### EXERCISE
Could you return the full listing below exactly as it appears?

### SOURCE INFORMATION
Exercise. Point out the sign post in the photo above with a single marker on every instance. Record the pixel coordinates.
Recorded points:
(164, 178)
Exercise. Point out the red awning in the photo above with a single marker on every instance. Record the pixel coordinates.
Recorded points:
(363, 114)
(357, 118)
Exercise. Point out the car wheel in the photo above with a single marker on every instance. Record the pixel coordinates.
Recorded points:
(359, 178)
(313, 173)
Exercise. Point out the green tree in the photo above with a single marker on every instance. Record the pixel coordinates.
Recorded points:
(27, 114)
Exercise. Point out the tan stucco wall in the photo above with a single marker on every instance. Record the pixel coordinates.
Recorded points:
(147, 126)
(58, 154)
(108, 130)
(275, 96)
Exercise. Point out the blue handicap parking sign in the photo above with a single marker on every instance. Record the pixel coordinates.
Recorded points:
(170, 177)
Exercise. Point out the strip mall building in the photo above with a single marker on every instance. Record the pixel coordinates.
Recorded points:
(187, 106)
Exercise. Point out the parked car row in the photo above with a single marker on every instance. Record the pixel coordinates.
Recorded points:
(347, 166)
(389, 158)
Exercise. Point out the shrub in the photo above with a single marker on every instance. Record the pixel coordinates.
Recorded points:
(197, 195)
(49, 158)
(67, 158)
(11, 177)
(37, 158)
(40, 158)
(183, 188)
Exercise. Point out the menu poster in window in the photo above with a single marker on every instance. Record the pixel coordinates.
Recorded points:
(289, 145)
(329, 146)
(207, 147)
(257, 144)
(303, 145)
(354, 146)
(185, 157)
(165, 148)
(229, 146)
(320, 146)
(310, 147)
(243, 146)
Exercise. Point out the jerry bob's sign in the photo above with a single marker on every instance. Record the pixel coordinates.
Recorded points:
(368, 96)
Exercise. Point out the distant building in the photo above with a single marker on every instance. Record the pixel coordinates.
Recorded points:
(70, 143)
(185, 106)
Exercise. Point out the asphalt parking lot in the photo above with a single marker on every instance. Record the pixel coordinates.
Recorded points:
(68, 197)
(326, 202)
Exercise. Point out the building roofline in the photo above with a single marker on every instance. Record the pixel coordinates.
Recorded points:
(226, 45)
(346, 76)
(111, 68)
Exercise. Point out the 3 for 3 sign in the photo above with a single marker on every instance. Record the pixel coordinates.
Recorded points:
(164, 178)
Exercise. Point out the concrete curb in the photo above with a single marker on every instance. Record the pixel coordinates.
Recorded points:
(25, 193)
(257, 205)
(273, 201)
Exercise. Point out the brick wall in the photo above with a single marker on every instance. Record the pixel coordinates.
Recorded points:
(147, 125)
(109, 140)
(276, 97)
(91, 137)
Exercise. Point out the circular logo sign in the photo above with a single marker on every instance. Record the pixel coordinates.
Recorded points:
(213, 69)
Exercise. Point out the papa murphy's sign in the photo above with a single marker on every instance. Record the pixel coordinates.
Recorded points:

### SOLUTION TO THIS TASK
Exercise. Point out the sign post in the photo above with a single marker on every instance. Record the pixel coordinates.
Recorded points:
(164, 178)
Exercise. Point out the red awning in the photo above with a single marker on every instance. Record the pixel coordinates.
Recorded points:
(363, 114)
(357, 118)
Exercise. Point out the car wheel in the photo above with a single marker on every instance. Record the pixel coordinates.
Recorded points:
(359, 178)
(313, 173)
Exercise. Point out the green tree in the photo above with a single marker on every instance. Record the pixel coordinates.
Recorded points:
(27, 114)
Exercise. Point out the tan stucco wall in the photo above with a single marker on every instance. Record the pixel coordinates.
Recorded points:
(147, 126)
(58, 154)
(108, 130)
(275, 96)
Exercise. Point out the blue handicap parking sign in the photo above with a single marker on every instance. Record the pixel coordinates.
Recorded points:
(170, 177)
Exercise. Point out the strip mall building in the photo above with a single marker on every instance. Record the pixel coordinates.
Recorded points:
(187, 106)
Exercise. Point out the parked car row in the photo above with a single marker on every instance. Record the pixel coordinates.
Recorded points:
(347, 166)
(389, 158)
Exercise. Point out the shrub in the photo above with a single marker on every instance. Record the pixel coordinates.
Recorded points:
(197, 195)
(49, 158)
(67, 158)
(11, 177)
(37, 158)
(40, 158)
(183, 188)
Exercise. Point out the menu poster in window in the photo above with a single marker on every instance. Record the pixel coordinates.
Recorded points:
(289, 145)
(329, 146)
(207, 147)
(257, 144)
(303, 145)
(354, 146)
(185, 157)
(165, 148)
(229, 146)
(320, 146)
(310, 147)
(243, 146)
Exercise. Point out the jerry bob's sign in the photo above with a single marker on every instance. Record the pixel coordinates.
Recorded points:
(368, 96)
Exercise. Point out the distant building in the photo above with a single marker on every instance. Record the pixel coordinates.
Recorded points:
(70, 143)
(185, 106)
Exercise. Point out the asphalt parking lot in the photo above with a single marker on every instance. Record the pixel coordinates.
Recorded points:
(68, 197)
(326, 202)
Exercise. Point out the building roofline in the photo above with a single marker on every instance. Record the pixel coordinates.
Recorded points:
(226, 45)
(346, 76)
(111, 68)
Exercise. Point out the 3 for 3 sign in the photo above with a single marker on every instance. Record the pixel coordinates.
Recorded points:
(164, 178)
Exercise. Point out the concrete curb in the photo above with a single marker on every instance. Record the pixel coordinates.
Recorded points:
(25, 193)
(257, 205)
(273, 201)
Exercise. Point out the brick wall in the photo above with a single marker on every instance. Record the pixel coordinates.
Recorded points:
(147, 125)
(109, 140)
(276, 97)
(91, 137)
Exercise. Point out the circular logo sign in the photo above with a single marker on every instance. Record the pixel coordinates.
Recorded points:
(213, 69)
Exercise. Point out the papa murphy's sign in the photo above with a single marker on every instance. Record the pixel coordinates.
Recorded points:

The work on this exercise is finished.